The request → Exactly and only the lines from the one containing "Expected behaviour: for every instance of the tail light" through the close of the entries below are to be set down.

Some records
------------
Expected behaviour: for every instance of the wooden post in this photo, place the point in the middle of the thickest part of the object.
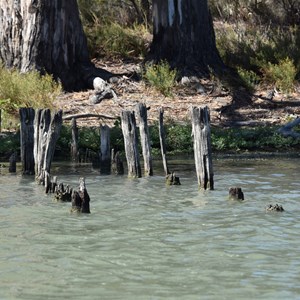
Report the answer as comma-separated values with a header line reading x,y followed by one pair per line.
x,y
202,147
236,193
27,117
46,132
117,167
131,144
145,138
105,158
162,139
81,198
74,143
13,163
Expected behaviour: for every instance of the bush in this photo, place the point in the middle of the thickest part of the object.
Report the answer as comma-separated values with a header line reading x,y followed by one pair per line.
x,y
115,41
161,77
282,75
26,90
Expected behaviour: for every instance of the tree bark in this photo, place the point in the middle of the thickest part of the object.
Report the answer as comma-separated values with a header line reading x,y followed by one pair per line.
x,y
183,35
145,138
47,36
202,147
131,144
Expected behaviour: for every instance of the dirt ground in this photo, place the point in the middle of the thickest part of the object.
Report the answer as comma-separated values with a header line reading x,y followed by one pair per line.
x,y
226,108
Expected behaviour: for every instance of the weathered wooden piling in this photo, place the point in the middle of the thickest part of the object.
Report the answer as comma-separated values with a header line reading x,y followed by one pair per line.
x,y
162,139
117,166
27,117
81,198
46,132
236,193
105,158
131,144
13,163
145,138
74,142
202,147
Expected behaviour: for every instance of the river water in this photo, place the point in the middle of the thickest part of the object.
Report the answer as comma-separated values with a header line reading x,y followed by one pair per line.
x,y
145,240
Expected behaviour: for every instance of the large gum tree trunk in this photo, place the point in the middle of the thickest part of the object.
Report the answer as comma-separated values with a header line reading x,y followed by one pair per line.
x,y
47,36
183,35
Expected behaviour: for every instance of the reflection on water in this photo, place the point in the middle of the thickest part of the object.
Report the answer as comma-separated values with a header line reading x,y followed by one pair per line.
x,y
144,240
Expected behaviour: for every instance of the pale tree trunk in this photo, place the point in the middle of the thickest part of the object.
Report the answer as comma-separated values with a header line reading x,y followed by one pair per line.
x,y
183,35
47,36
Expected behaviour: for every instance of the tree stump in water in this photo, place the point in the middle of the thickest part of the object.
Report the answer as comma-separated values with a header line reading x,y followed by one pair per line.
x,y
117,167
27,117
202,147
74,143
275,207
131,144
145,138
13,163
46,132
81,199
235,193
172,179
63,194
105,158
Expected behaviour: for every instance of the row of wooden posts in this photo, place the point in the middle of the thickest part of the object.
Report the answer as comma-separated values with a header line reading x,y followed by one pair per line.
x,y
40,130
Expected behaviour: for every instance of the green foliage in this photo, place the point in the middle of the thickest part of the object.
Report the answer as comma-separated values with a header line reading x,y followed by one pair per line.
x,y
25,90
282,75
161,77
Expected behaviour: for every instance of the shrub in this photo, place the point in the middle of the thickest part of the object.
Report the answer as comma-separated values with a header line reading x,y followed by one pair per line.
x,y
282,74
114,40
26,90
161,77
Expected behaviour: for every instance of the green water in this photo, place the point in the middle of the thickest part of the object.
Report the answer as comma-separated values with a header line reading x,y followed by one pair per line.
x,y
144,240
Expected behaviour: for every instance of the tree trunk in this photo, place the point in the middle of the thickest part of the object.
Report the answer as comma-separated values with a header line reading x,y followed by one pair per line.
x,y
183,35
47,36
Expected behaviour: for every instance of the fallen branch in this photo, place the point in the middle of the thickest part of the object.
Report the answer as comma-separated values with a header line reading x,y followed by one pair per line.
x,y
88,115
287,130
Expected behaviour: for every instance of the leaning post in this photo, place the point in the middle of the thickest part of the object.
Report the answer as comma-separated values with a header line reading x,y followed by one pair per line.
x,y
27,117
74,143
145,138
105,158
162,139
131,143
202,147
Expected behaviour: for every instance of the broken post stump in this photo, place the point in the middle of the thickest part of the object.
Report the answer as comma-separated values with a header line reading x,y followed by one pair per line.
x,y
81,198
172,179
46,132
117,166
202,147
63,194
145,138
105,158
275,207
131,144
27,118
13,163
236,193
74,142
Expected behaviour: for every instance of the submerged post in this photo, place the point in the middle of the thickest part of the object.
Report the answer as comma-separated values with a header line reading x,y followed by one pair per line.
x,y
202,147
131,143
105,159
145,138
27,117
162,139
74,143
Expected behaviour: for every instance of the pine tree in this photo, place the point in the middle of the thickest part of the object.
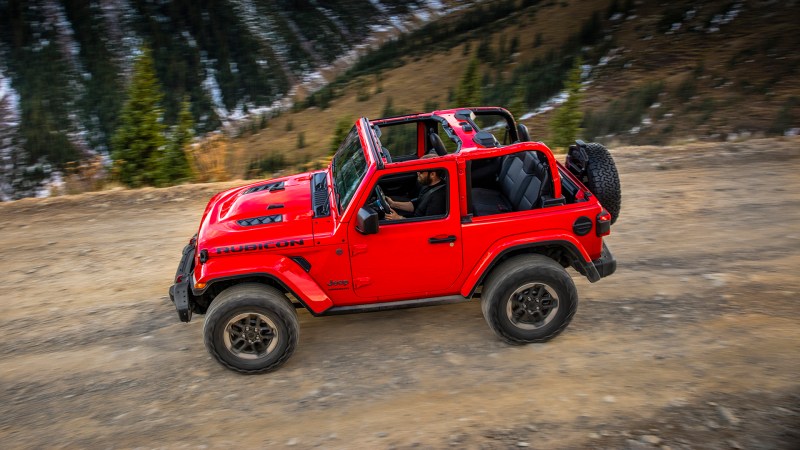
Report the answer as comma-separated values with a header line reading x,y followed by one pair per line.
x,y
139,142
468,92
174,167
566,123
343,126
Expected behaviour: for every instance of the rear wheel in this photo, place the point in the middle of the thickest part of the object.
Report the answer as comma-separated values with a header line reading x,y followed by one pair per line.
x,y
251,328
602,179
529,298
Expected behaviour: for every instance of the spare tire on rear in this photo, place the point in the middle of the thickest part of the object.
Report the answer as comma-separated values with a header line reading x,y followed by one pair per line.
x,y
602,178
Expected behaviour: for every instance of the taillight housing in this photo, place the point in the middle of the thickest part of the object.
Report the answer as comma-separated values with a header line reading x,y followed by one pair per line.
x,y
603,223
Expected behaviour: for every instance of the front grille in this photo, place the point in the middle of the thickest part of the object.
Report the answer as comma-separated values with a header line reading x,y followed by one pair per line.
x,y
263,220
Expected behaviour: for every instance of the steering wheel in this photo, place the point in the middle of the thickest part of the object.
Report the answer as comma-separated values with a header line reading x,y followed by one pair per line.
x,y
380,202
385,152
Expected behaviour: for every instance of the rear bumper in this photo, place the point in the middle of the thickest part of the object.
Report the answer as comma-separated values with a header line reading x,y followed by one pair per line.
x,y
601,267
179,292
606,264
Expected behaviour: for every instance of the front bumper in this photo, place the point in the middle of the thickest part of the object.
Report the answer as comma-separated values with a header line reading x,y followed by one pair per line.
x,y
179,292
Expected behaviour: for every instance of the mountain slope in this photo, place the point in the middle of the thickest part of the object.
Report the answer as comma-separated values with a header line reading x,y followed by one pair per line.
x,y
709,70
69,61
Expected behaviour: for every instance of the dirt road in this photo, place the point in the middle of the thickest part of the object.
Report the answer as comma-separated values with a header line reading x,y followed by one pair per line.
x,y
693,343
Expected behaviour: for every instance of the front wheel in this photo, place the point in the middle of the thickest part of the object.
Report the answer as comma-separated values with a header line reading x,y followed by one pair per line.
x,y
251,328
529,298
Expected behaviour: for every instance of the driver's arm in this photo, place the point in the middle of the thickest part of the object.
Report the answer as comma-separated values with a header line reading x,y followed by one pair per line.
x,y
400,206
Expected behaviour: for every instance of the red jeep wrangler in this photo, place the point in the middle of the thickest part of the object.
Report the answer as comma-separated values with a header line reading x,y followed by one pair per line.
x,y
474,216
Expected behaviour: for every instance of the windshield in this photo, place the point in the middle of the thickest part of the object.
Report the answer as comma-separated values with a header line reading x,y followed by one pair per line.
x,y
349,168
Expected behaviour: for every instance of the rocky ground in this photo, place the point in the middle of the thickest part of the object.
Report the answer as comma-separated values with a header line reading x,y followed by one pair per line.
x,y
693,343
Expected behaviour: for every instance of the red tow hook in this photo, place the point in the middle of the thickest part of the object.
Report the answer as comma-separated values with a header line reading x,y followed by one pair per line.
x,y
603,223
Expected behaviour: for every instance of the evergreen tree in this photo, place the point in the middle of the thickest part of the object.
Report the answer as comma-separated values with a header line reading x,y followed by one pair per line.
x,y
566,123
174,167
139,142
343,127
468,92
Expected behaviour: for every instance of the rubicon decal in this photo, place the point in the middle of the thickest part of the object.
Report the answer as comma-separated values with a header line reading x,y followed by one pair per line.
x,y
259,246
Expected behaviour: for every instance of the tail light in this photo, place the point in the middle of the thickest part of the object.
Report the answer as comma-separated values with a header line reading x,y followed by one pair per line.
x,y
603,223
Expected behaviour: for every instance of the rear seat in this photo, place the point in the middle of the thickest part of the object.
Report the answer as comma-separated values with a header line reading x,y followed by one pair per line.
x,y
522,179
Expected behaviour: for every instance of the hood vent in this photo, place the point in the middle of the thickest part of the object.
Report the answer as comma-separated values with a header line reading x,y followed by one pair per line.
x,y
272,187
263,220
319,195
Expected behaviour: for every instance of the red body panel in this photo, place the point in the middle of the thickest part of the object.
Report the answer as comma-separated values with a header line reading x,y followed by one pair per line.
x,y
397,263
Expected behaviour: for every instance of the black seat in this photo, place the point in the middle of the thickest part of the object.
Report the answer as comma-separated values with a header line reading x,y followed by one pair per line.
------------
Exercise output →
Expected behaviour: for every instance of the tail light in this photo, place the point in the middle of the thickest part of the object.
Report the answer as comma-separated values with a header line reading x,y followed by one pair per line.
x,y
603,223
Expected behaviour: for every instance of the rear seat in this photo, place the point in the middle of the thickest part of the object.
Report the answer as comma-separated values with a header line reading x,y followed by one pair per line.
x,y
522,179
Expected behaviour: for every instance of the hood vent in this photo, place the point in the middle of the thickest part of the object.
Report the answer as comma-separated values with a header line reading x,y followed by one pair per line.
x,y
272,187
263,220
319,195
Expected behaviour: for every instance of the red body panel in this photo, place the point in the middle of the thickest part of the object.
Report the answer as comma-separated values with a header line reading x,y followed by one pair per line.
x,y
397,263
Expected behaviour: for every instance of the black seat in this photo, place the point in the middle of the thickest part of the object.
Report the answer as comma-separated values with a header line reading x,y followed by one pair per line.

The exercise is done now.